▶ [Given text]
══════════

Suppose you have two documents in your source index (let's call it /src):

doc[1].title = "Hello World"
doc[2].title = "Hallo erstmal"

Suppose you also know that the language of doc[1].title is English and the language of doc[2].title is German.

Now you create your target index (just in case: delete it if you run this example multiple times):

DELETE /target

PUT /target
{
   "mappings": {
      "titles": {
         "properties": {
            "title": {
               "type": "string",
               "fields": {
                  "english": {
                     "type": "string",
                     "analyzer": "english"
                  },
                  "german": {
                     "type": "string",
                     "analyzer": "german"
                  }
               }
            }
         }
      }
   }
}

You reindex the documents as is, i.e. you don't change anything:

PUT target/titles/1
{
  "title": "Hello World"
}

PUT target/titles/2
{
  "title": "Hallo erstmal"
}

If you need to remember that doc id 1 is in English and doc id 2 is in German, so you need some kind of "language" field.

Note that the "title" field (of each document) is now indexed with three different analyzers:

  1. the "root" title field is analyzed with the "standard" analyzer
  2. the "english" subfield is analyzed with the "english" analyzer
  3. the "german" subfield is analyzed with the "german" analyzer

So all analyzers run for each document you'll index.

Now we can run a query (and as far as I've understood this concrete case did not yield a result for you):

GET /target/titles/_search
{
   "query": {
      "multi_match": {
         "type": "most_fields",
         "query": "Hello world",
         "fields": [
            "title.german"
         ]
      }
   }
}

which gives:

{
   "took": 3,
   "timed_out": false,
   "_shards": {
      "total": 5,
      "successful": 5,
      "failed": 0
   },
   "hits": {
      "total": 1,
      "max_score": 0.2712221,
      "hits": [
         {
            "_index": "target",
            "_type": "titles",
            "_id": "1",
            "_score": 0.2712221,
            "_source": {
               "title": "Hello World"
            }
         }
      ]
   }
}

because the title.german field also exists for the document that is actually in English.

I hope we can get down to your problem based on this example.

Daniel

Daniel, thank you very much for this detailed example! Now I understand it much better, and its working also for me like a magic...
I didn't get results for "fields": [ "title.hebrew" ] because I accidentally run this query on the old index

Let me please ask one small question regarding the reindex:
I have a field with dots in its name. For this one I did run next lines in my script:

new_doc = old_doc
if 'foo.bar' in new_doc:
new_doc['foo_bar'] = new_doc['foo.bar']
del new_doc['foo.bar']

I just want to make sure I am doing it right...
Thanks!

══════════

▶ [Material provided]

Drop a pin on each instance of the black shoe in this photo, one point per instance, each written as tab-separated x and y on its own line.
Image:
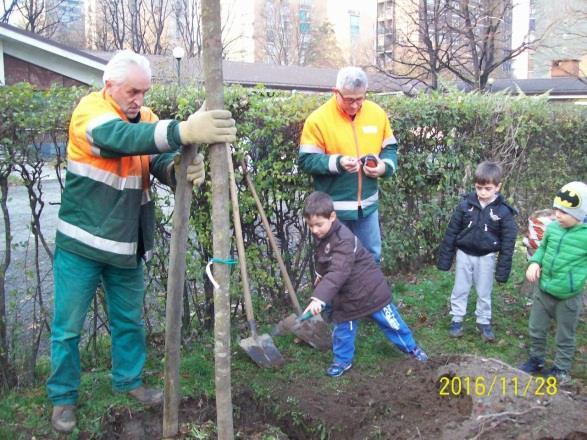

══════════

▶ [To be done]
1. Say whether each statement agrees with the forum thread, answering yes or no and quoting the words that decide it. (a) The "root" title field is analyzed with the standard analyzer. (b) The documents are modified before they are reindexed into the target index. (c) The person who replied to Daniel first got no results because the query ran on the old index.
2. List every analyzer that, according to the forum thread, the "title" field of each document is indexed with.
3. Transcribe the passage of the forum thread that begins at the words "because the title.german" and stops after the words "like a magic...".

▶ [Solutions below]
1.
(a) Yes: "the "root" title field is analyzed with the "standard" analyzer"
(b) No: "You reindex the documents as is, i.e. you don't change anything"
(c) Yes: "because I accidentally run this query on the old index"

2.
standard
english
german

3.
because the title.german field also exists for the document that is actually in English.

I hope we can get down to your problem based on this example.

Daniel

Daniel, thank you very much for this detailed example! Now I understand it much better, and its working also for me like a magic...